-------- Lesetext
Oberschwellige Bauvergaben werden in Deutschland zusätzlich in den Vergabeordnungen VOB/A - EU bzw. VOB/A - VS beschrieben.
Öffentliche Auftraggeber sowie Sektorenauftraggeber müssen das EU-Vergaberecht anwenden, wenn der geschätzte Auftragswert den jeweiligen EU-Schwellenwert erreicht bzw. überschreitet und die Leistung dem EU-Vergaberecht unterliegt. U.a. Arbeitsverträge und das Anmieten von Immobilien müssen nicht ausgeschrieben werden, ebenso gibt es Ausnahmen bei der Beschaffung von Militärgütern.
Die EU-Schwellenwerte (netto) werden in jedem geraden Kalenderjahr angepasst und liegen seit dem 1. Januar 2022 bei:
- für Liefer- und Dienstleistungen oberster und oberer Bundesbehörden bei 140.000 EUR
- für Liefer- und Dienstleistungen nach VgV bei 215.000 EUR
- für Liefer- und Dienstleistungen nach VSVgV und SektVO bei 431.000 EUR
- für Bauaufträge und Konzessionen bei 5.382.000 EUR.
----------------
Führen Sie den obigen Text über das EU-Vergaberecht und die EU-Schwellenwerte im Anschluss an seinen letzten Satz weiter.
-------- Extrahierte Informationen
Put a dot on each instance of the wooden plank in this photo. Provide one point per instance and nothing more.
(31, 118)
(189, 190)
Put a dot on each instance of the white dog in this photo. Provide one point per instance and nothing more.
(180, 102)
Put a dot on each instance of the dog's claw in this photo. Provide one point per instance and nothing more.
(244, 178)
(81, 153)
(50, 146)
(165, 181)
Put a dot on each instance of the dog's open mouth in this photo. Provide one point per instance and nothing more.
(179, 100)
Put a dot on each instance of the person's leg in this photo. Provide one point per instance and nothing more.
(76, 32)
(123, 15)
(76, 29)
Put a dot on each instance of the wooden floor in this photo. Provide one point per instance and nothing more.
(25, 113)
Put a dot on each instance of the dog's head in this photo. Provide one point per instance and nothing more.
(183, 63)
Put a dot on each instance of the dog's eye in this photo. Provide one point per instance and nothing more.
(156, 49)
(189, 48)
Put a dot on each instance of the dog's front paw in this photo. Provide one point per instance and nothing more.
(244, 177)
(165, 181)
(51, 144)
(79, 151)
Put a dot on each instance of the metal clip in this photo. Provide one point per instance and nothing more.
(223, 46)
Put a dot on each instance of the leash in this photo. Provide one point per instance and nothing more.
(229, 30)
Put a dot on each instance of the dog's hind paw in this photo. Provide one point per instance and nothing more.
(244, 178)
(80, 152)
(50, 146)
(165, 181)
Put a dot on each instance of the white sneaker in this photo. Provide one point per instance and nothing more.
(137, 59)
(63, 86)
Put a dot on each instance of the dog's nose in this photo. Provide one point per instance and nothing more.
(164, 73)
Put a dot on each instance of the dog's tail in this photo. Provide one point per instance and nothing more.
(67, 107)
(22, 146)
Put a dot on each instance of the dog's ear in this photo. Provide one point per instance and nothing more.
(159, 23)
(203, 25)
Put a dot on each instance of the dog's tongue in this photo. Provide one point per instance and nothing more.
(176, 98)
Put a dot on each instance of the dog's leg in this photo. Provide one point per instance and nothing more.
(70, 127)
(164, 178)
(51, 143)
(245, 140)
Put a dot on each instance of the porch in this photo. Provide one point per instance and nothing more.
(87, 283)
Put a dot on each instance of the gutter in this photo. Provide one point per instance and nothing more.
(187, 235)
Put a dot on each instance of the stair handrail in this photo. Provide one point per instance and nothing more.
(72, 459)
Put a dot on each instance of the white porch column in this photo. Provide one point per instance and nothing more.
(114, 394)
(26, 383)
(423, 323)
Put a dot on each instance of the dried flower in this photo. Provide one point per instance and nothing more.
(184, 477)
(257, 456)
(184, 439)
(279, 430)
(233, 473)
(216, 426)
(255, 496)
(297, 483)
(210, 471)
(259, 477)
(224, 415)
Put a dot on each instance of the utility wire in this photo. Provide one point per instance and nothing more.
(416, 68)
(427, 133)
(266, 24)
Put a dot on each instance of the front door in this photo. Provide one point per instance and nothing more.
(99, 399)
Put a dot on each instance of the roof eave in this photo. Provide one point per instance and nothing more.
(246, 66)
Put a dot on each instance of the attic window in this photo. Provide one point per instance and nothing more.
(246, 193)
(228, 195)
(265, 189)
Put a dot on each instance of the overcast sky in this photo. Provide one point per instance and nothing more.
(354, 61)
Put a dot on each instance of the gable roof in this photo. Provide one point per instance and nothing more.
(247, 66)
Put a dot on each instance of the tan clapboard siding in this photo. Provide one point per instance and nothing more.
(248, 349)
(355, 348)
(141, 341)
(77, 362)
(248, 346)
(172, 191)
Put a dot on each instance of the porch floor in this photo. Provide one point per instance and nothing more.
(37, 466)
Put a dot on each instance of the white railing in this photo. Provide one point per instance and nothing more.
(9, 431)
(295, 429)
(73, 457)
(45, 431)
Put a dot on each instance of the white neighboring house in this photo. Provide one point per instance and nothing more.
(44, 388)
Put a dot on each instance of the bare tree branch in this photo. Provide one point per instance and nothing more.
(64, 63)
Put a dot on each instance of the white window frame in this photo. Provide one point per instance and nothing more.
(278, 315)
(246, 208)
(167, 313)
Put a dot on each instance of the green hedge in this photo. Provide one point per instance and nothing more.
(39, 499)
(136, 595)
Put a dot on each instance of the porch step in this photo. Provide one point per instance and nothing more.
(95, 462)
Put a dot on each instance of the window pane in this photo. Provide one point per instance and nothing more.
----------------
Schriftliche Antwort.
Öffentliche Aufträge die dem EU-Vergaberecht unterliegen und deren Schätzkosten den jeweiligen Schwellenwert erreichen, werden durch eine EU-Bekanntmachung im Tenders Electronic Daily (TED) europaweit veröffentlicht. Dadurch ist für Unternehmen praktisch eine Art Mindestumsatzfilter eingebaut. Wichtig zu wissen ist jedoch, dass Vergabeverfahren sehr formgebunden sind und man wegen einiger Formfehler von Vergaben ausgeschlossen werden muss. Oft ist es nicht möglich Unterlagen einfach nachzureichen oder zu korrigieren (wie im privatwirtschaftlichen Umfeld üblich).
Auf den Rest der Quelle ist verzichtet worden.